→ WHAT THE TASK ASKS: Print the records below line for line, without changing any wording, and leave the pictures out.

→ DATA EXTRACT:
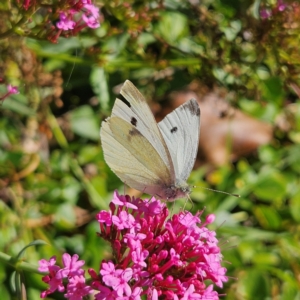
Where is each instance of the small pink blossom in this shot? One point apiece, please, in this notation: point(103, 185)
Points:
point(125, 220)
point(65, 22)
point(10, 91)
point(154, 257)
point(72, 266)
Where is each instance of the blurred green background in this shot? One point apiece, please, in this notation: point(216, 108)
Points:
point(53, 179)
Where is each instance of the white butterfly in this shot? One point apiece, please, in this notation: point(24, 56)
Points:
point(154, 158)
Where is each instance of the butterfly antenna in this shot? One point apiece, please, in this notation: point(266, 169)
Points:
point(230, 194)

→ RESPONSE:
Where is each instance of the small pink blossom in this shot? One point apiece, please, in this notation: point(103, 185)
Points:
point(125, 220)
point(65, 22)
point(10, 91)
point(154, 257)
point(72, 266)
Where is each instance of the blurred green background in this shot? One point apiece, please, in this notation: point(216, 108)
Points:
point(53, 179)
Where is each instance of the white butterfly in this shot? One point apiece, please, in this notation: point(24, 56)
Points:
point(154, 158)
Where is each instance of the butterfly antenna in this shot? One point apiece, please, in this notation: point(266, 169)
Points:
point(230, 194)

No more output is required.